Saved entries
^^^^^^^^

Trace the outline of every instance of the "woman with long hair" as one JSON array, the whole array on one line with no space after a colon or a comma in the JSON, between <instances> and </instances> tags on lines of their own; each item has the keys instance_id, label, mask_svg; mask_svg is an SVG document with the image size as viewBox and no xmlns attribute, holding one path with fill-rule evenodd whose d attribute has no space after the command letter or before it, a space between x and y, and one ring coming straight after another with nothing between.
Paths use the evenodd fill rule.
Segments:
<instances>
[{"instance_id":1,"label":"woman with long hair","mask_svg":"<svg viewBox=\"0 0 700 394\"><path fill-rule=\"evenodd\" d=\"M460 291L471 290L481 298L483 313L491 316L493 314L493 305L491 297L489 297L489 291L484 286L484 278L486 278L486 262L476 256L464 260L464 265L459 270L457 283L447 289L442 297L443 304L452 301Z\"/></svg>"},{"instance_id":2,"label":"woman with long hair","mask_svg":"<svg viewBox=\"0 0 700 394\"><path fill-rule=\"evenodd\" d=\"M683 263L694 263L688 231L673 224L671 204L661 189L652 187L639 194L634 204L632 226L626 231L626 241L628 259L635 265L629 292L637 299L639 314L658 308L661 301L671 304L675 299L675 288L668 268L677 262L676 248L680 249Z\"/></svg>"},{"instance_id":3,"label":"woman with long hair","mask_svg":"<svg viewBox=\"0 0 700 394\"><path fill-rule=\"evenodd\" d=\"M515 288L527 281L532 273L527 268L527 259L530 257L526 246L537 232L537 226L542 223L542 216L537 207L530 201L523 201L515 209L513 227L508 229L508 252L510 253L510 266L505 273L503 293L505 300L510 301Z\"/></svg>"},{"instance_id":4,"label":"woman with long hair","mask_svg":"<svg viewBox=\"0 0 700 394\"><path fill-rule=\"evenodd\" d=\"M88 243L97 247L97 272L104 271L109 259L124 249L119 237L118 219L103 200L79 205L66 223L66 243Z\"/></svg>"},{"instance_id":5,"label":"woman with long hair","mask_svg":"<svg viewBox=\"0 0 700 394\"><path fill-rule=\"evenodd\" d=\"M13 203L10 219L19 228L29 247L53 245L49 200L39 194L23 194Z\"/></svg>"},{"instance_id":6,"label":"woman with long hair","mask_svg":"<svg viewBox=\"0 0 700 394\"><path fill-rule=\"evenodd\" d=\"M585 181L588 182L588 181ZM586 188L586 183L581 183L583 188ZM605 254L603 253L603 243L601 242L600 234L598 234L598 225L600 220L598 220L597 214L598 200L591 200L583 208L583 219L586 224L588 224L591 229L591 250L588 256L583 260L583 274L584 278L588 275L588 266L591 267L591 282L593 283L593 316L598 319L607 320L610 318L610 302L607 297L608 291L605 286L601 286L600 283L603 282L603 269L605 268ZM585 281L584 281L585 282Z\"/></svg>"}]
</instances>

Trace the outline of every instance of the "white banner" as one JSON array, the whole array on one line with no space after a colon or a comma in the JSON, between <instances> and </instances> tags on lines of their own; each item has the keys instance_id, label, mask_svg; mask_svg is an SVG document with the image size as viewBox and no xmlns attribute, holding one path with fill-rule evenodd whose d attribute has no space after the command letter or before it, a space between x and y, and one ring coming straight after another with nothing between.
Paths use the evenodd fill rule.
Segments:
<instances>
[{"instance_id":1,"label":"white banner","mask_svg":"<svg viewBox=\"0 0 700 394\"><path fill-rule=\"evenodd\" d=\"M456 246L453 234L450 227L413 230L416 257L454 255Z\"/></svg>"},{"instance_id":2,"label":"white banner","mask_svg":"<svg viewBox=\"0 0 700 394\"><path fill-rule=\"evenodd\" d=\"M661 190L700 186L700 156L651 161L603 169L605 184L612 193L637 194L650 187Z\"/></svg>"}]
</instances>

^^^^^^^^

» WHAT YOU NEED TO DO: Could you retype every record above exactly as it appears?

» EXERCISE RESULT:
Trace the outline of every instance of the "woman with long hair" as one JSON array, the whole array on one line with no space after a colon or a comma in the JSON, between <instances> and </instances> tags on lines of their own; each item has the keys instance_id, label, mask_svg; mask_svg is an SVG document with the image size as viewBox and no xmlns attribute, holding one path with fill-rule evenodd whose d attribute has no space after the command letter or before it, a space between x and y, and one ring coming straight after another with nothing between.
Paths use the evenodd fill rule.
Segments:
<instances>
[{"instance_id":1,"label":"woman with long hair","mask_svg":"<svg viewBox=\"0 0 700 394\"><path fill-rule=\"evenodd\" d=\"M460 291L471 290L481 298L483 313L491 316L493 314L493 305L491 297L489 297L489 291L484 286L484 278L486 278L486 262L476 256L464 260L464 265L459 270L457 283L447 289L442 297L443 304L452 301Z\"/></svg>"},{"instance_id":2,"label":"woman with long hair","mask_svg":"<svg viewBox=\"0 0 700 394\"><path fill-rule=\"evenodd\" d=\"M683 263L694 263L688 231L673 224L671 204L661 189L652 187L639 194L634 204L632 226L626 231L626 241L628 259L635 265L629 292L637 299L639 314L658 308L661 301L671 304L675 299L675 288L668 268L677 262L676 248L680 249Z\"/></svg>"},{"instance_id":3,"label":"woman with long hair","mask_svg":"<svg viewBox=\"0 0 700 394\"><path fill-rule=\"evenodd\" d=\"M515 288L527 281L532 273L527 268L527 259L530 257L526 246L537 232L537 226L542 223L542 216L537 207L530 201L523 201L515 209L513 227L508 229L508 252L510 253L510 266L505 273L503 293L505 300L510 301Z\"/></svg>"},{"instance_id":4,"label":"woman with long hair","mask_svg":"<svg viewBox=\"0 0 700 394\"><path fill-rule=\"evenodd\" d=\"M88 243L97 247L97 272L104 271L109 259L124 249L119 237L118 219L103 200L79 205L66 223L66 243Z\"/></svg>"},{"instance_id":5,"label":"woman with long hair","mask_svg":"<svg viewBox=\"0 0 700 394\"><path fill-rule=\"evenodd\" d=\"M13 203L10 219L19 228L29 247L53 245L49 200L39 194L23 194Z\"/></svg>"},{"instance_id":6,"label":"woman with long hair","mask_svg":"<svg viewBox=\"0 0 700 394\"><path fill-rule=\"evenodd\" d=\"M585 181L588 182L588 181ZM586 188L586 183L581 183L583 188ZM605 254L603 253L603 243L601 242L600 234L598 234L598 225L600 220L598 220L597 214L598 200L591 200L583 208L583 219L586 224L588 224L591 229L591 250L588 256L583 260L583 274L584 278L588 275L588 266L591 267L591 282L593 283L593 316L598 319L607 320L610 318L610 302L607 297L608 291L605 286L601 286L600 283L603 282L603 269L605 268ZM585 281L584 281L585 282Z\"/></svg>"}]
</instances>

Trace the outline of every instance of the "white banner" as one JSON array, the whole array on one line with no space after a colon or a comma in the JSON, between <instances> and </instances> tags on lines of their own; each item has the keys instance_id, label, mask_svg; mask_svg is an SVG document with the image size as viewBox and no xmlns attribute, holding one path with fill-rule evenodd whose d attribute has no space after the command letter or before it, a space between x and y, and one ring coming straight after another with nothing between.
Paths use the evenodd fill rule.
Segments:
<instances>
[{"instance_id":1,"label":"white banner","mask_svg":"<svg viewBox=\"0 0 700 394\"><path fill-rule=\"evenodd\" d=\"M456 246L453 234L450 227L413 230L416 257L454 255Z\"/></svg>"},{"instance_id":2,"label":"white banner","mask_svg":"<svg viewBox=\"0 0 700 394\"><path fill-rule=\"evenodd\" d=\"M661 190L700 186L700 156L651 161L603 169L605 184L612 193L637 194L650 187Z\"/></svg>"}]
</instances>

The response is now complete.